— start EXERCISE MATERIALS —

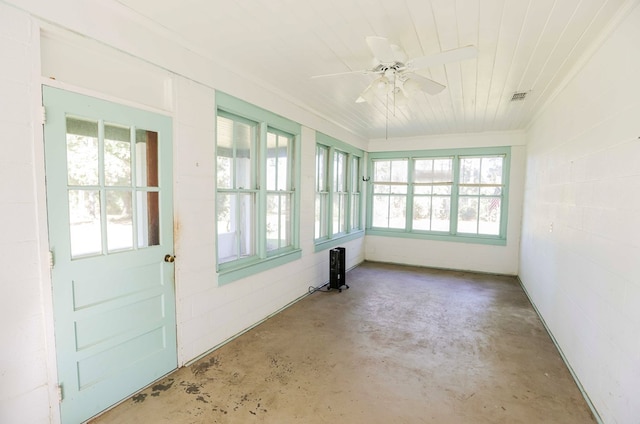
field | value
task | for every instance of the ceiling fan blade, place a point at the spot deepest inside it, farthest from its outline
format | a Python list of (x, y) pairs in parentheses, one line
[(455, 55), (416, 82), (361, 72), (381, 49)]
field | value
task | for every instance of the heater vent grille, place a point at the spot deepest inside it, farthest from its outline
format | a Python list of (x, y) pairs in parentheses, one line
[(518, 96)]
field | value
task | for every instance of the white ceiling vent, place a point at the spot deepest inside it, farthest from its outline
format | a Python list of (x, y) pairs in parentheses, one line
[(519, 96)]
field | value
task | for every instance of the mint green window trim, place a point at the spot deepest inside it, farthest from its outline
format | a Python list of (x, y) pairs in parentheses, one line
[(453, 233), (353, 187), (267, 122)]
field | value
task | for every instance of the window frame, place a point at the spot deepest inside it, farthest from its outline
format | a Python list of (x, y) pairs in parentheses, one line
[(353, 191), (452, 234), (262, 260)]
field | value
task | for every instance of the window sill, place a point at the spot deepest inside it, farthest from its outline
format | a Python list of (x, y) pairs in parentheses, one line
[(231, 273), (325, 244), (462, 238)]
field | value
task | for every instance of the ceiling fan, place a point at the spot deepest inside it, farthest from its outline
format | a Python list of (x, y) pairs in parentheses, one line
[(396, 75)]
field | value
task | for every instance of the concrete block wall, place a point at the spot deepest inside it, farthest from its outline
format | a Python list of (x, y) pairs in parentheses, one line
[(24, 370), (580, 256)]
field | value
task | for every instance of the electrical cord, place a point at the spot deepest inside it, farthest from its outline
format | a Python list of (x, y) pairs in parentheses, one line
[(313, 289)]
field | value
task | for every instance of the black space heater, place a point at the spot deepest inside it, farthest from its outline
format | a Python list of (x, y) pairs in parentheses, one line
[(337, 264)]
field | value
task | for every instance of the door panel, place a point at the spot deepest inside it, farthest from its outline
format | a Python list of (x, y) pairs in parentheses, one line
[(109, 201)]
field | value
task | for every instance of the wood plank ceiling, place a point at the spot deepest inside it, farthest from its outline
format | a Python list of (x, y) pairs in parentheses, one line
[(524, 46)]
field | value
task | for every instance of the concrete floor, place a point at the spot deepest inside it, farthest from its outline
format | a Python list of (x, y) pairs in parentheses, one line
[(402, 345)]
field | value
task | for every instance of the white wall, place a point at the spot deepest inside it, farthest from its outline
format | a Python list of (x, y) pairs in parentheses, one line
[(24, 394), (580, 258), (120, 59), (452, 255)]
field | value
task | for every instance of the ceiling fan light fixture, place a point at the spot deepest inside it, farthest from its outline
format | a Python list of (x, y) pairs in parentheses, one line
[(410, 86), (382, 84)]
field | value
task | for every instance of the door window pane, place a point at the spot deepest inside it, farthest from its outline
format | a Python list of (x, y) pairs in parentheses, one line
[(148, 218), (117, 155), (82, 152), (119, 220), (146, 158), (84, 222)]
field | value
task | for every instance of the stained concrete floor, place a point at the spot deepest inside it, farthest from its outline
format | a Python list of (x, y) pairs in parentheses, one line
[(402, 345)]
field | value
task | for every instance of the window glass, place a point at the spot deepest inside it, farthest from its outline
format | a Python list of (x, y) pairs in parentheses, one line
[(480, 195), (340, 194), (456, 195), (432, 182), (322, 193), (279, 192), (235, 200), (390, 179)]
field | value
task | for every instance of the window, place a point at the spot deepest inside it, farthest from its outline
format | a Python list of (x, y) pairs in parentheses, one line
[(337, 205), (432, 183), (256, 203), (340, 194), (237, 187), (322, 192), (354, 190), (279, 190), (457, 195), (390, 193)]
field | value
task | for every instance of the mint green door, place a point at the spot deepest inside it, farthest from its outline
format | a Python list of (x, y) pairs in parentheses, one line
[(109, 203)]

— end EXERCISE MATERIALS —

## EXERCISE TASK
Reproduce all of the material above line for line, without any alteration, and omit the pictures from your copy.

## OUTPUT
field | value
task | for every instance of the ceiling fan blade, place a point at the spot deepest inside it, farthest from its outline
format | a Python list of (x, y) pairs in parentheses, one line
[(455, 55), (416, 82), (361, 72), (381, 49)]
field | value
task | for every instance of the heater vent grille, place a point at the spot deepest inside it, farthest from its outline
format | a Python list of (x, y) pairs in parentheses, one line
[(518, 96)]
field | value
task | for every instance of the white ceiling vent, place a point at the spot deepest inside it, farthest from its outline
format | a Python list of (x, y) pairs in parentheses, one line
[(519, 96)]
field | value
task | for every instance of the mint green window trim, place a point at the spot deepest inside it, farthest from its outline
format | a Python list of (x, y) pairs in parentheses, one line
[(453, 233), (353, 187), (267, 122)]
field | value
task | for every instance of the window frame, place a point at the spot deepest inside it, farthest from its outline
format | a Python list of (x, y) pairs in parentheses, one line
[(353, 191), (452, 234), (262, 260)]
field | value
task | for every instance of the window sill, place a point at the spot deepest inside it, farthest from its outline
format | a Python list of (x, y) pairs in parentheses, one line
[(231, 273), (325, 244), (462, 238)]
field | value
task | for every instance of the ceiling fan, place a point at the spot deepest inside it, farthest from its outline
format | a Python list of (x, y) pairs in parentheses, one line
[(396, 75)]
field | value
task | for every instance of the concrete block wall, place a point at the spot deepest inside it, farthest from its outline
format | a Python list of (x, y) pairs in parentheses, one line
[(24, 370), (580, 256)]
field | value
task | for every instance of the electrical cord, place a point at the spot deepest inside it, farthest from its outline
format | a Python list of (x, y) pairs in parentheses, one line
[(313, 289)]
field | value
task | for every instance of the black space heater, place a point at the spot deepest inside it, farthest from its outline
format | a Python list of (x, y) pairs in parentheses, one line
[(337, 264)]
field | value
task | for every instance of the door panel, place a point at the spot deepest inside it, farthest from its outline
format | a Python list of (x, y) pairs in parentheses, one line
[(109, 201)]
field | value
task | for every instance of the wood plank ceiling, place a point at the spot deepest inside it, farthest from its outline
format | a Python list of (x, y) pairs in parentheses, one line
[(524, 46)]
field | value
task | for every instance of the concrete floor, place a point at the spot deepest inside it, farthest from its outline
format | a Python list of (x, y) pairs in parentheses, one line
[(402, 345)]
field | value
task | for every instance of the white wall, place a point at the spot deepest inside it, farthest from its outline
format | a Python list of (x, y) pairs in parentheses, one line
[(24, 394), (580, 258), (120, 59), (452, 255)]
field | value
task | for every instance of the ceiling fan light fixture, place a point at the spot deepest inside it, farthest from its outline
format | a Python list of (x, y) pairs in parentheses, one line
[(410, 86), (382, 84)]
field | value
task | for every instance of the door window pane, place a point at the spot deepest inside it, farthest from its outline
format | a Python list of (x, y) pairs in parentheses, one line
[(148, 218), (117, 155), (82, 152), (119, 220), (146, 158), (84, 222)]
field | value
task | for every instance of the stained concrete floor, place a point at the spot deepest inside it, farthest from its outline
format | a Python list of (x, y) pairs in parentheses, one line
[(402, 345)]
field | value
task | for every instance of the window glass, place a point at the spot deepest inside it, farthest from its outline
format | a Python list of (x, y) pairs in parentheses, one line
[(480, 195), (340, 194), (456, 195), (432, 182), (322, 193), (279, 192), (235, 200), (390, 179)]
field | value
task | for every instance of the window, place a point at the spot deepest inside it, farthest from its outline
format | a Python list of (x, y) pairs in parentheses, one line
[(337, 205), (432, 183), (256, 203), (340, 194), (237, 187), (322, 192), (354, 190), (279, 190), (457, 195), (390, 193)]
field | value
task | for every instance of the mint green door, place a point at the spot deepest inside it, farthest from its outline
format | a Python list of (x, y) pairs in parentheses, one line
[(109, 203)]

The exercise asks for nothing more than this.